Extract every line of the records below word for word, but omit the pictures.
** START OF Exercise inputs **
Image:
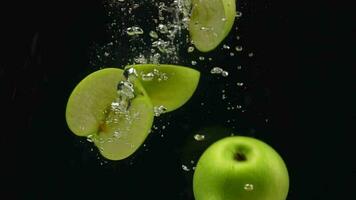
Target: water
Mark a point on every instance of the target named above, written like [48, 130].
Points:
[155, 32]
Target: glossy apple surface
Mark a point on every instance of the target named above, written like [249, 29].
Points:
[240, 168]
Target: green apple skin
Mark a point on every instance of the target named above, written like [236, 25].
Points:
[172, 92]
[223, 175]
[209, 13]
[117, 136]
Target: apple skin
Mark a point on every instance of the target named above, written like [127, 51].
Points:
[229, 166]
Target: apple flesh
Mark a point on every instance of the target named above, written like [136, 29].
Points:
[90, 113]
[210, 22]
[240, 168]
[170, 86]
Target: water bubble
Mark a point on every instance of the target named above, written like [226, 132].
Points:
[185, 168]
[248, 187]
[238, 48]
[216, 70]
[199, 137]
[162, 28]
[153, 34]
[225, 73]
[190, 49]
[226, 46]
[134, 30]
[147, 77]
[140, 59]
[130, 72]
[238, 14]
[158, 110]
[117, 134]
[90, 138]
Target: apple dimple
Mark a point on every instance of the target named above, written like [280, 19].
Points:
[239, 156]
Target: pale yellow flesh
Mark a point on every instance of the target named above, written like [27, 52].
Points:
[88, 114]
[90, 98]
[172, 92]
[120, 140]
[211, 21]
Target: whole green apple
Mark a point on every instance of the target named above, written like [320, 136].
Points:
[240, 168]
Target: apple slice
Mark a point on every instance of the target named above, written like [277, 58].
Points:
[90, 112]
[210, 22]
[170, 86]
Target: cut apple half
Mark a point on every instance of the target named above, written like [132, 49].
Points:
[94, 111]
[210, 22]
[170, 86]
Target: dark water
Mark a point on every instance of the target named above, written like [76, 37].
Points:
[284, 103]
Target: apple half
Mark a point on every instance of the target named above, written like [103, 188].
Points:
[170, 86]
[240, 168]
[210, 22]
[89, 113]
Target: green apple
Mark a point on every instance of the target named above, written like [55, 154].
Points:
[210, 22]
[92, 111]
[240, 168]
[169, 86]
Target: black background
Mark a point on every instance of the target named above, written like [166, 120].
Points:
[305, 48]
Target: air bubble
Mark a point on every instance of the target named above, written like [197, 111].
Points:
[134, 30]
[238, 48]
[199, 137]
[158, 110]
[248, 187]
[185, 168]
[190, 49]
[153, 34]
[225, 73]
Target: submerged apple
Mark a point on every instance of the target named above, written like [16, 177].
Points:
[116, 120]
[112, 108]
[240, 168]
[169, 86]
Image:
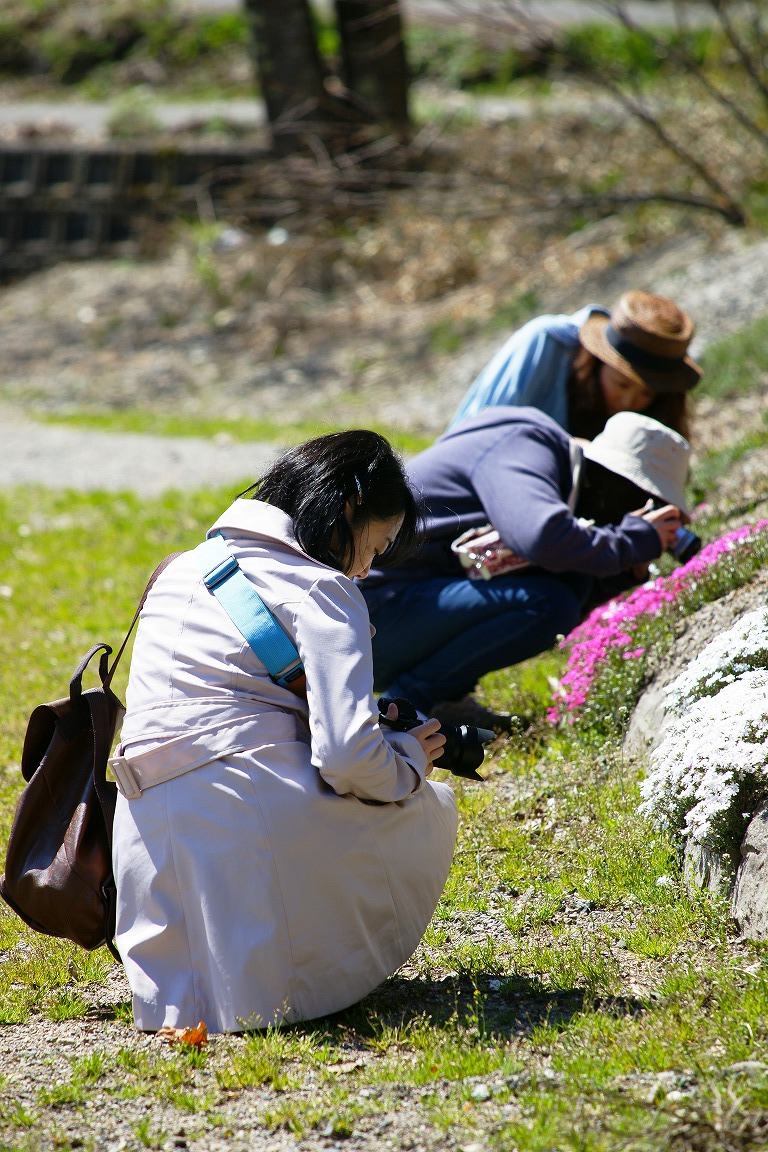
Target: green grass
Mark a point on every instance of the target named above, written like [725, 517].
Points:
[738, 364]
[599, 987]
** END OF Exercise inputs **
> **Problem solution**:
Image:
Target: water
Mark a point on every instance of the target named above, written like [48, 130].
Points:
[155, 32]
Target: glossy apple surface
Mark a point on every instance of the target named above, written like [249, 29].
Points:
[240, 168]
Target: green apple skin
Mark a point on every instance of the target named above, written like [236, 25].
Points:
[172, 92]
[223, 175]
[209, 13]
[117, 136]
Target: apple skin
Mark a point on every instance of the target named above, written like [127, 51].
Points:
[229, 166]
Target: apple flesh
Mark a point on every instance of the target named above, written like [136, 29].
Points:
[90, 113]
[210, 22]
[240, 168]
[170, 86]
Target: water bubble
Mark a point on every instance of the target named above, written like [226, 132].
Points:
[185, 168]
[248, 187]
[238, 48]
[216, 70]
[199, 137]
[162, 28]
[153, 34]
[225, 73]
[190, 49]
[226, 46]
[134, 30]
[147, 77]
[140, 59]
[130, 72]
[238, 14]
[158, 110]
[117, 134]
[90, 138]
Target: apple dimple
Mark a point on every instance of the target named above, written like [280, 19].
Points:
[239, 156]
Target: pale yellow flesh
Mark a point on every instance of the target named above, written like [27, 52].
Points:
[88, 114]
[90, 98]
[172, 92]
[120, 140]
[211, 21]
Target: whole green apple
Mark a point on every instance of the target named above, written like [320, 136].
Points:
[240, 168]
Target: apple slice
Mark a point on every instance of the target named above, written like [277, 58].
Points:
[90, 112]
[210, 22]
[170, 86]
Target: cut apple half
Mark a point on every instance of the target named above, written like [132, 49].
Points:
[94, 111]
[210, 22]
[170, 86]
Target: dark water
Mark a point on every instance of the target named above, written like [76, 37].
Points:
[284, 103]
Target: apple half
Mark a point on every instance of the target named above, written like [103, 188].
Points:
[170, 86]
[240, 168]
[210, 22]
[89, 113]
Target: green apple
Mark a point on every instance of the target named above, written like [55, 154].
Points:
[210, 22]
[92, 111]
[240, 168]
[169, 86]
Target: black background
Mark a point on every instance of the target named above, written like [166, 120].
Points:
[305, 48]
Target: air bubble
Mark a point on every instance of the target named above, written like [197, 111].
Points:
[134, 30]
[238, 48]
[199, 137]
[158, 110]
[248, 187]
[185, 168]
[190, 49]
[153, 34]
[225, 73]
Target: submerged apple
Mark a point on every instance of the target named above, written like [16, 177].
Points:
[116, 120]
[112, 108]
[240, 168]
[169, 86]
Image:
Target: green grass
Mark a point on every instance of the target named above, written like [725, 517].
Points:
[738, 364]
[599, 987]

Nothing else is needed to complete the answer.